抜粋:

---*---

ダウンドッグの姿勢から、右足を手と手の間に大きく踏み出し、足首の真上に膝がくるように調整する。両腰を中心に引き入れ、脚の筋肉を骨にくっつけるように引き締めながら、左のかかとが真上を向くようにキープする。吸う息で上体を真っすぐに引き上げ、肩が腰の上、伸ばした手が肩の上に並ぶように調整する。ここで軽く後屈をしてもよい。腹部を中に引き入れて、体の前面と背面が均等に伸びるようにする。このまま5回呼吸したら、ダウンドッグに戻り、逆サイドでも行う。

ハイランジ
ハイランジ/Photo by Chris Fanning

10.ナタラージャーサナ(踊り神のポーズ)

ストラップで大きめの輪をつくり、左手でバックル部分を持ったら手のひらを上に向ける。背中側で左足を輪に引っかけ、右腕を耳の横に沿って上に伸ばす。息を吐きながら、左足の先でストラップを後方に押してお尻から遠ざけ、左の太腿がマットと平行になるようにする。尾骨を下げて体を安定させ、胸を高く引き上げたら、右腕を前方に伸ばして足と腕を互いに遠ざけるようにする。または右手も一緒にストラップをつかむ。このまま5回呼吸をして、逆サイドでも行う。

ナタラージャーサナ(踊り神のポーズ)
ナタラージャーサナ(踊り神のポーズ)/Photo by Chris Fanning

11.ヴィラーサナ(英雄のポーズ)

膝立ちになって両膝をつけ、足先は腰幅より広めに開く。膝裏を親指で押し、そのままふくらはぎの中心線を強めになぞりながら、かかとの間にお尻を下ろす。手を膝にのせて上に向け、目を閉じる。ここで2回呼吸をし、続いてプラーナヤーマの呼吸に入る。ゆっくりと滑らかに息を吸い、同じ長さで3回に分けて吐く。このとき、1回吐いたら少し呼吸を止めて、また吐くのを繰り返す。12~18回この呼吸を行い、終わるときは最後に息を吐く。

ヴィラーサナ(英雄のポーズ)
ヴィラーサナ(英雄のポーズ)/Photo by Chris Fanning

12.ブジャンガーサナ(コブラのポーズ)

---*---

作業内容:
1. 抜粋のうち、「10.ナタラージャーサナ(踊り神のポーズ)」を含む語句から始め、「吸をして、逆サイドでも行う。」で終わる部分を、一字も変えずに抜き出してください。
2. 抜粋の中で、番号付きの見出しとして挙げられているポーズ名をすべて書き出してください。
ここから先の行は、抜粋とは別の出典から取ったものです。

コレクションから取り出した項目
---*---

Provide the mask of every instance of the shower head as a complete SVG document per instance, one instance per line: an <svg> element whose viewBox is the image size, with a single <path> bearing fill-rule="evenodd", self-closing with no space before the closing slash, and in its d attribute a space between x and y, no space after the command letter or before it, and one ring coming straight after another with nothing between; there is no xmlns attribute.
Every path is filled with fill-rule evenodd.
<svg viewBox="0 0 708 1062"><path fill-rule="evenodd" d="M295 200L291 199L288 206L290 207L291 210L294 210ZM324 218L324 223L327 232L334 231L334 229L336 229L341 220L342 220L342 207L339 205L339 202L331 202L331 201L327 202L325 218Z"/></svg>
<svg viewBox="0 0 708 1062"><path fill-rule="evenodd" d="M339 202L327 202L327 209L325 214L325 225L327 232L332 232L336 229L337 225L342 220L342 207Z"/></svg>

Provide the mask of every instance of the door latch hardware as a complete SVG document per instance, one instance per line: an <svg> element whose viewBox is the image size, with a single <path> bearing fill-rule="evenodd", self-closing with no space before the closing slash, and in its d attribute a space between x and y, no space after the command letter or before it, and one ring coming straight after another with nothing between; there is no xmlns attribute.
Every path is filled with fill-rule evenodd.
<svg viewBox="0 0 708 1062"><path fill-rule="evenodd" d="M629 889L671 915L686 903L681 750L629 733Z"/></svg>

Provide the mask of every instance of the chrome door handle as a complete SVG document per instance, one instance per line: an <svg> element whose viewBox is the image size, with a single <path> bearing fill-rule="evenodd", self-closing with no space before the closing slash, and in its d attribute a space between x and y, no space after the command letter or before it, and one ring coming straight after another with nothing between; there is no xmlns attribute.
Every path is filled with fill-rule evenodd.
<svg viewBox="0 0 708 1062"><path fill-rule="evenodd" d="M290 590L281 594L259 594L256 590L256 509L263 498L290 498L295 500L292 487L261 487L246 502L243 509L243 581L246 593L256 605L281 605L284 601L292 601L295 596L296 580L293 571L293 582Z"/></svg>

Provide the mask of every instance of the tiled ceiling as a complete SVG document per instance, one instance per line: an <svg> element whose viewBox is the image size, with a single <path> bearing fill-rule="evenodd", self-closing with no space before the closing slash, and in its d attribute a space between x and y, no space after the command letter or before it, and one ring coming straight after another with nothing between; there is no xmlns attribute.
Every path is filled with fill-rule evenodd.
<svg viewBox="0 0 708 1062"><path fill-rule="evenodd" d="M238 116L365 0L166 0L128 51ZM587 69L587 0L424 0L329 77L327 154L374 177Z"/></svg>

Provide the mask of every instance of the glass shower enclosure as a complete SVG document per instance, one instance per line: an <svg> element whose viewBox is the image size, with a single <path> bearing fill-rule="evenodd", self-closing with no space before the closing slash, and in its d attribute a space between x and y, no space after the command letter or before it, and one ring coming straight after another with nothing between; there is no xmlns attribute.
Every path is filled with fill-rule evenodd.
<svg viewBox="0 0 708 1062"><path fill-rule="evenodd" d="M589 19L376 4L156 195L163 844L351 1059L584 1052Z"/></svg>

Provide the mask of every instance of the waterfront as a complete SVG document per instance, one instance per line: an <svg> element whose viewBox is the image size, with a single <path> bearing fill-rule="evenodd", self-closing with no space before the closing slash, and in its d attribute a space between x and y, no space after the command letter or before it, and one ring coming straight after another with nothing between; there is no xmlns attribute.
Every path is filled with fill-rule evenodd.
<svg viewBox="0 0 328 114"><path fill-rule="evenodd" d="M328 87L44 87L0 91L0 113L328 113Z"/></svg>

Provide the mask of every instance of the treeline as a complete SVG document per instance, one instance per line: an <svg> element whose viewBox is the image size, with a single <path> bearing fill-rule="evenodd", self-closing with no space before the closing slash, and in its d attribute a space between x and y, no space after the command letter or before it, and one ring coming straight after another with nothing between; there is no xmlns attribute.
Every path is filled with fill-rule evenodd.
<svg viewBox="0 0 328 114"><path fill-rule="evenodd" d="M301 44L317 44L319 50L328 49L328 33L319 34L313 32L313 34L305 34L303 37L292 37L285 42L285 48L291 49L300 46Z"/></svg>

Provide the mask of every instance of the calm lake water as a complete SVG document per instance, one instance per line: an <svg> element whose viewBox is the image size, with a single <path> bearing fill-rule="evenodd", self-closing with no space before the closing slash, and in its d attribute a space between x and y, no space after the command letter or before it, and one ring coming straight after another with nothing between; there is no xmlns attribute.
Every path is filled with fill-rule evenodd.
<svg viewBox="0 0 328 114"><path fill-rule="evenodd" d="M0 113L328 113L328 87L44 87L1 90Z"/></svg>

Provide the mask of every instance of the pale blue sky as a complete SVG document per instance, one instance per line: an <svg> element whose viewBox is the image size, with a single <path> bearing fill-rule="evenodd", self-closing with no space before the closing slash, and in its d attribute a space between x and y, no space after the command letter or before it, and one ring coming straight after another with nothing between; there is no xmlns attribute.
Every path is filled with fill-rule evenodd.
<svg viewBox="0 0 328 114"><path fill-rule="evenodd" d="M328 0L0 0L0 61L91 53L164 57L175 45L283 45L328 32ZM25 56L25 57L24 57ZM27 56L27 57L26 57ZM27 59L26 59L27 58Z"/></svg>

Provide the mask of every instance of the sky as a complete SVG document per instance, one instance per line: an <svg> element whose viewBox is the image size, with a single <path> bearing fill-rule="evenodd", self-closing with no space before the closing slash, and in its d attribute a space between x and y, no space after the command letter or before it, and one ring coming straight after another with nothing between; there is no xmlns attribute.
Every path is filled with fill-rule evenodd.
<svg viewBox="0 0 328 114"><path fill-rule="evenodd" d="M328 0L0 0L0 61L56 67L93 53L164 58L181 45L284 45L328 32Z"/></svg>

---*---

解答:
1.
10.ナタラージャーサナ(踊り神のポーズ)

ストラップで大きめの輪をつくり、左手でバックル部分を持ったら手のひらを上に向ける。背中側で左足を輪に引っかけ、右腕を耳の横に沿って上に伸ばす。息を吐きながら、左足の先でストラップを後方に押してお尻から遠ざけ、左の太腿がマットと平行になるようにする。尾骨を下げて体を安定させ、胸を高く引き上げたら、右腕を前方に伸ばして足と腕を互いに遠ざけるようにする。または右手も一緒にストラップをつかむ。このまま5回呼吸をして、逆サイドでも行う。

2.
- ナタラージャーサナ(踊り神のポーズ)
- ヴィラーサナ(英雄のポーズ)
- ブジャンガーサナ(コブラのポーズ)